このアパートメントで書かせていただくのも早4回目。
はじめて書いた日と比べて陽が落ちるのも気付けばずいぶん早くなってきて、記事が更新される18時の景色にもどこか寂しさが混ざります。
そんな今日はコーヒーについての話。どこか落ち着いた場所でゆっくりと読んでもらえるとうれしい。

好きな飲み物はなにかと聞かれたら、色々あるけど一番はコーヒーと答える。

コーヒーのどこが好きかと問われると、ひとまず味と香りの魅力について語ると思うけれど、それだけではないな、という気もする。

------------------------------------------------------------------------

課題 1:
本文の「このアパートメントで書かせていただくのも早4回目。」から「ではないな、という気もする。」までを、一字一句そのまま書き写すこと。
課題 2:
本文に基づいて次の問いに答えること。
(a) このアパートメントで書くのは何回目か。
(b) 記事が更新されるのは何時か。
(c) 一番好きな飲み物は何か。
このあとのデータは、本文とは別の出典から取ったものだ。

------------------------------------------------------------------------

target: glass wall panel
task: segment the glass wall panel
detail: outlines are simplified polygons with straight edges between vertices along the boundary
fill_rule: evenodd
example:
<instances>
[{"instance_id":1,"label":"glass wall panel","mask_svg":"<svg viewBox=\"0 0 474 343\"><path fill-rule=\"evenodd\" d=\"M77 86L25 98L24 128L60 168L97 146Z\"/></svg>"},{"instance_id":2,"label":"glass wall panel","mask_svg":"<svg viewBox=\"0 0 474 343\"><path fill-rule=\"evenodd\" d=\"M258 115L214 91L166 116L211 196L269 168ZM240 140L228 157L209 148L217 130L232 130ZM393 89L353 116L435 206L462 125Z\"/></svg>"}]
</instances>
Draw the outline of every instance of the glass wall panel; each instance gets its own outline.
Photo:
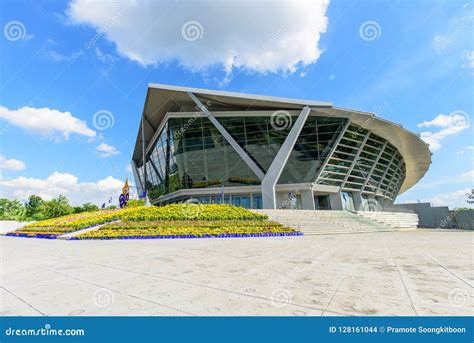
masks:
<instances>
[{"instance_id":1,"label":"glass wall panel","mask_svg":"<svg viewBox=\"0 0 474 343\"><path fill-rule=\"evenodd\" d=\"M151 200L180 189L260 184L207 118L169 119L147 155L146 171Z\"/></svg>"}]
</instances>

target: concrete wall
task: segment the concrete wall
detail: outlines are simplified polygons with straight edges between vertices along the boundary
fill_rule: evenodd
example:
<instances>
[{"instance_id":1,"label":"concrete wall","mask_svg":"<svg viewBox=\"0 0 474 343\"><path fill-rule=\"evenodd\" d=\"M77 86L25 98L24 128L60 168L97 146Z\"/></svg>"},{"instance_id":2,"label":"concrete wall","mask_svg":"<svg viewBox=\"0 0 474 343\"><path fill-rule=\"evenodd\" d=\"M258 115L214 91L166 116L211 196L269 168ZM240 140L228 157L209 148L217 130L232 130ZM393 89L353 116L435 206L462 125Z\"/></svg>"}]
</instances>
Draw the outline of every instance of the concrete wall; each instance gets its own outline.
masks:
<instances>
[{"instance_id":1,"label":"concrete wall","mask_svg":"<svg viewBox=\"0 0 474 343\"><path fill-rule=\"evenodd\" d=\"M419 227L474 230L474 210L450 211L447 206L430 203L397 204L395 208L413 209L420 222Z\"/></svg>"},{"instance_id":2,"label":"concrete wall","mask_svg":"<svg viewBox=\"0 0 474 343\"><path fill-rule=\"evenodd\" d=\"M474 210L457 212L454 220L459 229L474 230Z\"/></svg>"},{"instance_id":3,"label":"concrete wall","mask_svg":"<svg viewBox=\"0 0 474 343\"><path fill-rule=\"evenodd\" d=\"M419 227L439 227L439 225L436 224L435 216L433 214L433 210L429 202L414 204L396 204L393 205L393 207L413 210L416 214L418 214Z\"/></svg>"}]
</instances>

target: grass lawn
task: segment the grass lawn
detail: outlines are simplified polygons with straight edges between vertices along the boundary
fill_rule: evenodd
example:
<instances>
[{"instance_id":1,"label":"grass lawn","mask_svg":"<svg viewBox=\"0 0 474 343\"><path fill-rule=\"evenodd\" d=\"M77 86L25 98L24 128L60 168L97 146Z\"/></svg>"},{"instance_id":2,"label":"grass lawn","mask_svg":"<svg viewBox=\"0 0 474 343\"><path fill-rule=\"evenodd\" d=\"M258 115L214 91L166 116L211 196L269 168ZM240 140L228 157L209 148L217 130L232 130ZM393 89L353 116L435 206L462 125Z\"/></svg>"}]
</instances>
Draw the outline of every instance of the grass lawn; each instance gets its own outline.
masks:
<instances>
[{"instance_id":1,"label":"grass lawn","mask_svg":"<svg viewBox=\"0 0 474 343\"><path fill-rule=\"evenodd\" d=\"M80 213L26 225L9 236L56 238L101 225L73 239L198 238L300 235L267 216L231 205L173 204Z\"/></svg>"}]
</instances>

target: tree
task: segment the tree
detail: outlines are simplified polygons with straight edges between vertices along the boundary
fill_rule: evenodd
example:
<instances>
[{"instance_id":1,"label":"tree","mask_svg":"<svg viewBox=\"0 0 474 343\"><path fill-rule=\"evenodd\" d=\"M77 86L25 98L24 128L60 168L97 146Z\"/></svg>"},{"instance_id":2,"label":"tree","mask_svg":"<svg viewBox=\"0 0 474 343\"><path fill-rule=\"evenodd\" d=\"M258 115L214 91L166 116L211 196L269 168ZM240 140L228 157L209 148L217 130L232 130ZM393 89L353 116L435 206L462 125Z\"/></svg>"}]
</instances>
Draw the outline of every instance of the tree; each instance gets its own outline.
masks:
<instances>
[{"instance_id":1,"label":"tree","mask_svg":"<svg viewBox=\"0 0 474 343\"><path fill-rule=\"evenodd\" d=\"M29 218L35 218L35 216L41 215L41 207L44 201L38 195L30 195L28 202L26 203L26 216Z\"/></svg>"},{"instance_id":2,"label":"tree","mask_svg":"<svg viewBox=\"0 0 474 343\"><path fill-rule=\"evenodd\" d=\"M25 206L18 200L0 199L0 219L24 220Z\"/></svg>"},{"instance_id":3,"label":"tree","mask_svg":"<svg viewBox=\"0 0 474 343\"><path fill-rule=\"evenodd\" d=\"M63 195L60 195L57 199L45 201L42 208L46 219L61 217L74 212L72 206L69 205L69 200Z\"/></svg>"}]
</instances>

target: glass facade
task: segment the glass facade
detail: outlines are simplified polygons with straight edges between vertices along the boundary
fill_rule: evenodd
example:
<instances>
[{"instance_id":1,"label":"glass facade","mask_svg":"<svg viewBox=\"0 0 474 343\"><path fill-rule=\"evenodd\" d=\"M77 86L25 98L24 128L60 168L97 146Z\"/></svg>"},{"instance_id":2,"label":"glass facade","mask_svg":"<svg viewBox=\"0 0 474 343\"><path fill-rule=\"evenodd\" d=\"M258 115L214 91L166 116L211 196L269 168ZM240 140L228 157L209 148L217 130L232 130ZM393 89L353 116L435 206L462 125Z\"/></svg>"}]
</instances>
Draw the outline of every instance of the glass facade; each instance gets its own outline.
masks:
<instances>
[{"instance_id":1,"label":"glass facade","mask_svg":"<svg viewBox=\"0 0 474 343\"><path fill-rule=\"evenodd\" d=\"M314 182L345 123L345 118L309 117L296 140L278 183Z\"/></svg>"},{"instance_id":2,"label":"glass facade","mask_svg":"<svg viewBox=\"0 0 474 343\"><path fill-rule=\"evenodd\" d=\"M212 123L200 117L170 118L147 155L146 171L151 200L180 189L260 184Z\"/></svg>"},{"instance_id":3,"label":"glass facade","mask_svg":"<svg viewBox=\"0 0 474 343\"><path fill-rule=\"evenodd\" d=\"M296 121L292 117L288 127L276 129L270 116L217 119L263 173ZM343 191L394 199L405 178L405 163L386 140L350 124L329 156L346 122L346 118L308 117L278 183L317 181L342 187ZM182 189L213 187L218 194L221 192L218 189L223 188L225 196L199 196L200 202L262 207L261 195L231 195L225 191L225 187L259 185L260 180L206 117L168 119L147 155L146 174L146 188L152 202ZM143 180L143 166L139 168L139 176ZM328 206L321 204L321 207Z\"/></svg>"},{"instance_id":4,"label":"glass facade","mask_svg":"<svg viewBox=\"0 0 474 343\"><path fill-rule=\"evenodd\" d=\"M383 138L351 124L317 183L394 199L405 179L405 162Z\"/></svg>"}]
</instances>

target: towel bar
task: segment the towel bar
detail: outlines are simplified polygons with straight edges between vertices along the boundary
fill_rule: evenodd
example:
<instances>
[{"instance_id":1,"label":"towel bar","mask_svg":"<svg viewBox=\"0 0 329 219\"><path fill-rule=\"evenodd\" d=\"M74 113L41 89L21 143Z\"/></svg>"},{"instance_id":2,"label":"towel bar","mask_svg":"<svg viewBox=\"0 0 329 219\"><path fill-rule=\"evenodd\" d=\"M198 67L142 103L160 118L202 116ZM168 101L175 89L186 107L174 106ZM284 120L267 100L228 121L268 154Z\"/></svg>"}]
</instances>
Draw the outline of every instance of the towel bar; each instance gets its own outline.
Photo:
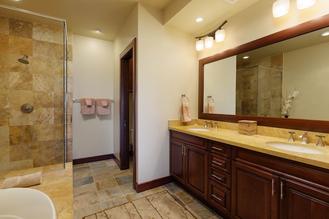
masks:
<instances>
[{"instance_id":1,"label":"towel bar","mask_svg":"<svg viewBox=\"0 0 329 219\"><path fill-rule=\"evenodd\" d=\"M80 102L80 101L81 101L80 99L75 99L74 98L73 98L74 102ZM110 99L109 101L111 101L111 103L114 103L114 99Z\"/></svg>"}]
</instances>

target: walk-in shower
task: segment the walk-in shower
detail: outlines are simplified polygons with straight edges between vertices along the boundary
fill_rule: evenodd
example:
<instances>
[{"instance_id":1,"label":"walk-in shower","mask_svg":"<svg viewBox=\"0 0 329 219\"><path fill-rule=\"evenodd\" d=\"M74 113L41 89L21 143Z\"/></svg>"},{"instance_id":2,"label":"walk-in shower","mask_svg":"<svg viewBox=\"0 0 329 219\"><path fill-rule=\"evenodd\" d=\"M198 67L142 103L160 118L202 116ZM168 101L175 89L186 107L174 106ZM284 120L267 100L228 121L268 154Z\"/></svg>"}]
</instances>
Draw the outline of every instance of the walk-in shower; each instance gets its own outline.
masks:
<instances>
[{"instance_id":1,"label":"walk-in shower","mask_svg":"<svg viewBox=\"0 0 329 219\"><path fill-rule=\"evenodd\" d=\"M282 72L262 66L236 70L237 115L281 116Z\"/></svg>"},{"instance_id":2,"label":"walk-in shower","mask_svg":"<svg viewBox=\"0 0 329 219\"><path fill-rule=\"evenodd\" d=\"M0 178L64 168L72 160L71 32L63 19L3 5L0 27Z\"/></svg>"}]
</instances>

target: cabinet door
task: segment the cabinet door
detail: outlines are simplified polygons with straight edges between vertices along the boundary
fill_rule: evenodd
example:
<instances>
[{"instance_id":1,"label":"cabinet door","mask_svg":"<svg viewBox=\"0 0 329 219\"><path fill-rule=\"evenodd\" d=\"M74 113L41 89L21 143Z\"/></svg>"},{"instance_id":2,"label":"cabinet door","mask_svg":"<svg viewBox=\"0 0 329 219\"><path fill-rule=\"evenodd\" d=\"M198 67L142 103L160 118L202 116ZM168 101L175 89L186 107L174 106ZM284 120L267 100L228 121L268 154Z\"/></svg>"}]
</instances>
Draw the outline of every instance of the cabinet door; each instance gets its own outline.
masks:
<instances>
[{"instance_id":1,"label":"cabinet door","mask_svg":"<svg viewBox=\"0 0 329 219\"><path fill-rule=\"evenodd\" d=\"M186 185L206 198L208 174L208 152L190 145L187 146Z\"/></svg>"},{"instance_id":2,"label":"cabinet door","mask_svg":"<svg viewBox=\"0 0 329 219\"><path fill-rule=\"evenodd\" d=\"M185 149L184 143L170 140L170 175L183 184L185 176Z\"/></svg>"},{"instance_id":3,"label":"cabinet door","mask_svg":"<svg viewBox=\"0 0 329 219\"><path fill-rule=\"evenodd\" d=\"M279 177L235 162L232 171L232 218L277 218Z\"/></svg>"},{"instance_id":4,"label":"cabinet door","mask_svg":"<svg viewBox=\"0 0 329 219\"><path fill-rule=\"evenodd\" d=\"M284 178L281 182L280 219L329 218L329 193Z\"/></svg>"}]
</instances>

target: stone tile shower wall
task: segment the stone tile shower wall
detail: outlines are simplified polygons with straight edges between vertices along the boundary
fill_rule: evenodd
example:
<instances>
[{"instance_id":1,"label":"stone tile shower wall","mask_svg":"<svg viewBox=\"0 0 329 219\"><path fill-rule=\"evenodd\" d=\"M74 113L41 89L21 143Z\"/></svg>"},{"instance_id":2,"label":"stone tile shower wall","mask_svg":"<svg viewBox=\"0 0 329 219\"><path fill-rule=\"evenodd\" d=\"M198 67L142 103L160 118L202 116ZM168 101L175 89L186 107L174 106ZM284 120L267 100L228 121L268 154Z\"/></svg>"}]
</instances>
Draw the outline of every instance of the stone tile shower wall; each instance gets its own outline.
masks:
<instances>
[{"instance_id":1,"label":"stone tile shower wall","mask_svg":"<svg viewBox=\"0 0 329 219\"><path fill-rule=\"evenodd\" d=\"M236 69L262 66L236 71L236 114L281 117L283 54L268 56L238 65Z\"/></svg>"},{"instance_id":2,"label":"stone tile shower wall","mask_svg":"<svg viewBox=\"0 0 329 219\"><path fill-rule=\"evenodd\" d=\"M72 38L67 83L72 113ZM0 16L0 172L63 163L63 28ZM29 64L20 63L28 54ZM21 106L30 104L30 113ZM72 125L67 161L72 160Z\"/></svg>"}]
</instances>

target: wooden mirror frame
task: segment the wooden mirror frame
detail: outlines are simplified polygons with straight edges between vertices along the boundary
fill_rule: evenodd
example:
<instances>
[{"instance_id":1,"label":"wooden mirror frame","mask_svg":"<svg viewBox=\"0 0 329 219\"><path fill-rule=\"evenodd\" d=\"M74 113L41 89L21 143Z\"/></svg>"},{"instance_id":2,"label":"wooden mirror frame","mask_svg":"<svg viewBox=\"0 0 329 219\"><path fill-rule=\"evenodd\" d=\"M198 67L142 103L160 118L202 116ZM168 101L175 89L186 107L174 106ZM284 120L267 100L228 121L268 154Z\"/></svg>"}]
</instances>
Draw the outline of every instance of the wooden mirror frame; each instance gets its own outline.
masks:
<instances>
[{"instance_id":1,"label":"wooden mirror frame","mask_svg":"<svg viewBox=\"0 0 329 219\"><path fill-rule=\"evenodd\" d=\"M242 115L209 114L203 112L204 65L328 26L329 26L329 14L323 15L319 18L199 60L198 117L200 119L235 123L237 123L237 121L239 120L253 120L257 121L257 125L259 126L329 133L329 121Z\"/></svg>"}]
</instances>

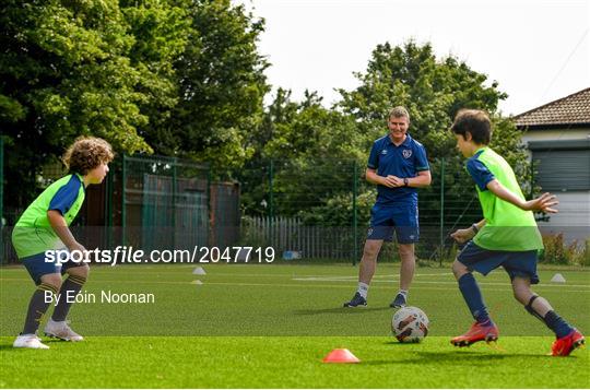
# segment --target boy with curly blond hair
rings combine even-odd
[[[25,265],[37,288],[28,304],[23,331],[13,343],[14,347],[48,348],[37,336],[37,329],[49,308],[50,295],[59,296],[45,333],[66,341],[81,341],[66,321],[68,311],[86,282],[88,265],[69,259],[64,262],[49,261],[47,253],[67,248],[84,252],[69,229],[78,215],[90,185],[101,184],[113,161],[113,149],[108,142],[94,137],[78,138],[63,155],[69,174],[47,187],[21,215],[12,233],[16,255]],[[62,275],[68,276],[62,280]]]

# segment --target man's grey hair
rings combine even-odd
[[[391,108],[391,110],[389,111],[389,117],[387,117],[387,118],[389,119],[391,117],[393,117],[393,118],[405,117],[405,118],[408,118],[408,121],[410,122],[410,113],[408,113],[405,107],[402,107],[402,106]]]

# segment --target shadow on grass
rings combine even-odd
[[[384,307],[332,307],[327,309],[295,310],[296,316],[316,316],[316,315],[359,315],[367,311],[391,310],[389,306]]]
[[[399,345],[404,345],[398,343]],[[411,345],[411,344],[405,344]],[[502,351],[446,351],[446,352],[415,352],[413,358],[406,358],[402,361],[363,361],[362,364],[368,366],[379,365],[406,365],[406,364],[421,364],[421,365],[435,365],[435,366],[453,366],[465,363],[473,366],[488,365],[489,362],[510,361],[514,359],[515,364],[518,364],[521,358],[535,358],[535,359],[552,359],[555,358],[548,355],[539,354],[522,354],[522,353],[508,353]],[[569,356],[575,357],[575,356]],[[506,362],[505,362],[506,363]]]

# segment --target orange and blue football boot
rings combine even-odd
[[[475,322],[467,333],[453,338],[451,344],[455,346],[470,346],[479,341],[489,343],[491,341],[498,340],[498,335],[499,330],[494,322],[489,321],[487,324]]]
[[[571,351],[582,346],[585,343],[586,339],[583,338],[583,334],[577,329],[574,329],[568,335],[553,342],[551,354],[553,356],[569,356]]]

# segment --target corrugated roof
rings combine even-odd
[[[517,127],[590,125],[590,87],[514,117]]]

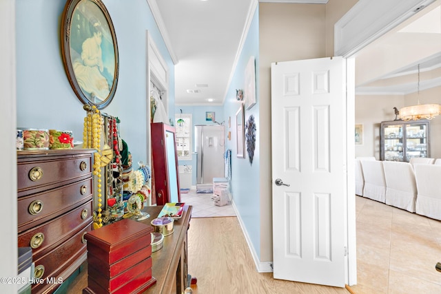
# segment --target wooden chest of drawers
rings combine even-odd
[[[94,152],[17,151],[18,246],[32,248],[32,293],[54,292],[87,258]]]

------------------------------------------------------------------------

完全な解答 1:
このアパートメントで書かせていただくのも早4回目。
はじめて書いた日と比べて陽が落ちるのも気付けばずいぶん早くなってきて、記事が更新される18時の景色にもどこか寂しさが混ざります。
そんな今日はコーヒーについての話。どこか落ち着いた場所でゆっくりと読んでもらえるとうれしい。

好きな飲み物はなにかと聞かれたら、色々あるけど一番はコーヒーと答える。

コーヒーのどこが好きかと問われると、ひとまず味と香りの魅力について語ると思うけれど、それだけではないな、という気もする。

完全な解答 2:
(a) 4回目
(b) 18時
(c) コーヒー